▶ [Bagian Teks]
- - - - - - -

Keputusan Dewan Perwakilan Rakyat Aceh mengesahkan bendera resmi Provinsi Nanggroe Aceh Darussalam selayaknya disikapi secara hati-hati. Baik pemerintah Aceh maupun Kementerian Dalam Negeri harus menahan diri agar kontroversi ini tak mengorek luka lama. Perdamaian di Aceh yang sudah berjalan delapan tahun ini adalah solusi final yang harus terus dijaga.
Meski bendera yang disahkan itu mirip lambang Gerakan Aceh Merdeka (GAM), Kementerian Dalam Negeri tak perlu khawatir. Simbol berupa lambang bulan-bintang dan pedang itu, yang disahkan akhir Maret lalu, tidak otomatis bermakna Aceh ingin memisahkan diri.
Lagi pula, nota kesepahaman antara pemerintah dan GAM yang diteken di Helsinki, Finlandia, pada 2005 membolehkan rakyat Aceh memiliki simbol-simbol sendiri. Simbol kedaerahan itu bisa berupa bendera, lambang, atau himne. Nota perdamaian Helsinki itulah yang menjadi dasar lahirnya bendera dan lambang Aceh yang diatur dalam Qanun Nomor 3 Tahun 2013.

- - - - - - -

▶ [Soal Latihan]
(1) Jawab pertanyaan berikut berdasarkan teks tentang bendera Aceh.
(a) Sudah berapa lama perdamaian di Aceh berjalan?
(b) Kapan simbol bulan-bintang dan pedang itu disahkan?
(c) Dalam qanun apa bendera dan lambang Aceh diatur?
(2) Sunting bagian teks tentang bendera Aceh yang dimulai dari "Keputusan Dewan Perwakilan" dan berakhir pada "harus terus dijaga.". Tulis ulang bagian itu, lalu ganti "solusi final" dengan "jalan terbaik".

[Cuplikan data anotasi titik]
- - - - - - -

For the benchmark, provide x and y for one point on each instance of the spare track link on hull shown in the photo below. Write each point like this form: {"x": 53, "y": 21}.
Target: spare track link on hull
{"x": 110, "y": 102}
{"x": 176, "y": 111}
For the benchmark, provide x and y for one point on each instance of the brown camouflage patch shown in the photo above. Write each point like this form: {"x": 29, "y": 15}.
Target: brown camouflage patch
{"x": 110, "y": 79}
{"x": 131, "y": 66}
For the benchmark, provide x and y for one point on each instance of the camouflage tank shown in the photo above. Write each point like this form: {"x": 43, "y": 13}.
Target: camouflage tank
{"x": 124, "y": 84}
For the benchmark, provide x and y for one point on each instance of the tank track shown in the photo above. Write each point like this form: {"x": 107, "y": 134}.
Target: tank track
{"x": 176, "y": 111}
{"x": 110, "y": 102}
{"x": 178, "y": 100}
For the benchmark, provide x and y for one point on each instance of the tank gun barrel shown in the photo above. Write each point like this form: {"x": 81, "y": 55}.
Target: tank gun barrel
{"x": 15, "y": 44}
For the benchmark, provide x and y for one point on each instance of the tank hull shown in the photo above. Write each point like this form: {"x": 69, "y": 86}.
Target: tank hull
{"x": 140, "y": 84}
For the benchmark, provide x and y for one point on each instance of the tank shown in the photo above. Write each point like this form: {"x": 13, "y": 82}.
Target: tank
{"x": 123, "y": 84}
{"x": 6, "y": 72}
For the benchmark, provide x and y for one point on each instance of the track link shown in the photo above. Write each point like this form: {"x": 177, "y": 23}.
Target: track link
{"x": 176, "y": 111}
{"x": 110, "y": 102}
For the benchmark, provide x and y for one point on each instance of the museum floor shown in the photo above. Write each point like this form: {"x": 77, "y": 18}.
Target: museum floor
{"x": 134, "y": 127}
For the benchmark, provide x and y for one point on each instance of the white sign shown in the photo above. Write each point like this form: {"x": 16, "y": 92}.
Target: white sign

- - - - - - -

▶ [Kunci Jawaban]
(1)
(a) Delapan tahun.
(b) Akhir Maret lalu.
(c) Qanun Nomor 3 Tahun 2013.

(2)
Keputusan Dewan Perwakilan Rakyat Aceh mengesahkan bendera resmi Provinsi Nanggroe Aceh Darussalam selayaknya disikapi secara hati-hati. Baik pemerintah Aceh maupun Kementerian Dalam Negeri harus menahan diri agar kontroversi ini tak mengorek luka lama. Perdamaian di Aceh yang sudah berjalan delapan tahun ini adalah jalan terbaik yang harus terus dijaga.